***** EXCERPT TO READ *****
But then the Court seems to take a different direction, stating that
[T]he officers at Port Chicago have realized for a long time the necessity for great effort on their part because of the poor quality of the personnel with which they had to work. They worked loyally, conscientiously, intelligently, and effectively to make themselves competent officers and to solve the problem of loading ships safely with the men provided.
. . .
[T]he enlisted personnel [meaning the black sailors] comprising the ordnance battalions at Port Chicago were poor material for training in the handling and loading of munitions, and required an unusual amount of close supervision while actually engaged in this work.
. . .
[A] very sustained and vigorous effort was made to train these men in the proper handling of munitions. Despite this, there was a considerable history of rough and careless handling by individuals. . . .
*****
TASK LIST:
[1] Answer these questions from the Port Chicago excerpt.
(a) What had the officers at Port Chicago realized for a long time?
(b) What did the enlisted personnel require while actually engaged in the work?
(c) What was there a considerable history of despite the training effort?
[2] Retype the Port Chicago excerpt from "[T]he enlisted personnel" to "individuals. . . .".
***** RAW DATA *****
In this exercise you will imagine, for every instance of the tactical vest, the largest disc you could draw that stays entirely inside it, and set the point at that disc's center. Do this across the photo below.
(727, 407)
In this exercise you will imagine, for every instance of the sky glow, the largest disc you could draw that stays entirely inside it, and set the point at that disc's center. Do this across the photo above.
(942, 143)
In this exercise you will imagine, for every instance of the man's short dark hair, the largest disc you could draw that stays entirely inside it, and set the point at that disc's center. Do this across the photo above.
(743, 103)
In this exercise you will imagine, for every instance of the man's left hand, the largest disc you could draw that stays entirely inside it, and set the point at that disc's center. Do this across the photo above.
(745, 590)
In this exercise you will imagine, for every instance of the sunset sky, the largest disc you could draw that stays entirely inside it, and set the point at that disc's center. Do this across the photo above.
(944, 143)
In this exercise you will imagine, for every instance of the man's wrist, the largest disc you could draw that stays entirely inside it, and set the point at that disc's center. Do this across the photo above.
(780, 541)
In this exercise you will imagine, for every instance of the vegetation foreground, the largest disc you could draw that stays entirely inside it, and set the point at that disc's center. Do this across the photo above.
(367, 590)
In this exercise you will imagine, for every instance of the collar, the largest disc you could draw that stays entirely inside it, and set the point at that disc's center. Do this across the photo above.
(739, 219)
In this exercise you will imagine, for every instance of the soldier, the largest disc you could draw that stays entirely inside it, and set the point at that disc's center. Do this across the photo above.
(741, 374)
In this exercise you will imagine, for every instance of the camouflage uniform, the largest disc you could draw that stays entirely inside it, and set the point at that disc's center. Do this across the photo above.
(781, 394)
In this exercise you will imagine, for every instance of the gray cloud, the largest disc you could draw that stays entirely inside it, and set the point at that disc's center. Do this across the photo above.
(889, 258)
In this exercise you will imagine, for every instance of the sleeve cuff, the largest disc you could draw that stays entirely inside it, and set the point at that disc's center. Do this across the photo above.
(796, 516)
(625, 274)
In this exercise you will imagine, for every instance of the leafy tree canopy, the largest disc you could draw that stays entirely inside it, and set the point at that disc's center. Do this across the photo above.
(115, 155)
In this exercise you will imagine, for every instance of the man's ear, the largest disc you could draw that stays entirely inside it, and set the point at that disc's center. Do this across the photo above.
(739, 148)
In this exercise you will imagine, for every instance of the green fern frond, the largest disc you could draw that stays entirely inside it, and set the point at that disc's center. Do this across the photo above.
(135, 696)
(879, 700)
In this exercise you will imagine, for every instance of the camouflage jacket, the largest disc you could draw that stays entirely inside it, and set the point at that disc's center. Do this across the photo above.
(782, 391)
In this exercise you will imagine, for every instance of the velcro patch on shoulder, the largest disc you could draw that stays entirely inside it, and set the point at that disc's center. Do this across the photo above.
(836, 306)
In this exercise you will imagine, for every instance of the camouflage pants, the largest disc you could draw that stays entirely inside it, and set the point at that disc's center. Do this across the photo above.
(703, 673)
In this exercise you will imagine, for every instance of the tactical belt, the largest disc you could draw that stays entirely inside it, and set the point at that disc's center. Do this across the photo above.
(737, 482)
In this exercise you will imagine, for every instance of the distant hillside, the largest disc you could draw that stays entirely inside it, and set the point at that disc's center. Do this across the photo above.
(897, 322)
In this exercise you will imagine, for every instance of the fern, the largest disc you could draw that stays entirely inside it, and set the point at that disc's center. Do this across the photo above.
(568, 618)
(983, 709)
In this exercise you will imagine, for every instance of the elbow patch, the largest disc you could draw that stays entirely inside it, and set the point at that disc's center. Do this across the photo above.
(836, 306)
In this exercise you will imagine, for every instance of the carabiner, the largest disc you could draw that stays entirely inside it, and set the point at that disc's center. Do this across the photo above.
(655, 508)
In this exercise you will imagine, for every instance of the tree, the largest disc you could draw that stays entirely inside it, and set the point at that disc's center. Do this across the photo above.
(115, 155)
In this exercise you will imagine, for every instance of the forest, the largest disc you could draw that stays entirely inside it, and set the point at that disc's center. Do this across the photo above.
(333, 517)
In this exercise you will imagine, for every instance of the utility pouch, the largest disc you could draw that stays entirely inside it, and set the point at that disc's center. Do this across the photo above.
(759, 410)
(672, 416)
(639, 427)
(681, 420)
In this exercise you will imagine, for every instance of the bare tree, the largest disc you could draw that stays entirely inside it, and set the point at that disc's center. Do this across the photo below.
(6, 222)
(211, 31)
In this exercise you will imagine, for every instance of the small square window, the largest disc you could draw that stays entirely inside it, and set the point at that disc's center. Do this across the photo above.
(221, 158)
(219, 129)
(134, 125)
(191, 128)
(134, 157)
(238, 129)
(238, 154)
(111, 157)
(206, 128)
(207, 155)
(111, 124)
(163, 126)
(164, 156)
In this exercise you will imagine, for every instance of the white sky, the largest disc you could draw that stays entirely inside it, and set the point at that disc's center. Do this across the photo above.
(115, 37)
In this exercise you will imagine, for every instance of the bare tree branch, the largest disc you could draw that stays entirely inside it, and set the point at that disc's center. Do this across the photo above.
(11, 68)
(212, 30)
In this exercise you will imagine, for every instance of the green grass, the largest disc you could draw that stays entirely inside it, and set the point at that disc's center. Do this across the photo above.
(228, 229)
*****
RESULTS:
[1]
(a) They had realized the necessity for great effort on their part because of the poor quality of the personnel with which they had to work.
(b) They required an unusual amount of close supervision.
(c) There was a considerable history of rough and careless handling by individuals.

[2]
[T]he enlisted personnel [meaning the black sailors] comprising the ordnance battalions at Port Chicago were poor material for training in the handling and loading of munitions, and required an unusual amount of close supervision while actually engaged in this work.
. . .
[A] very sustained and vigorous effort was made to train these men in the proper handling of munitions. Despite this, there was a considerable history of rough and careless handling by individuals. . . .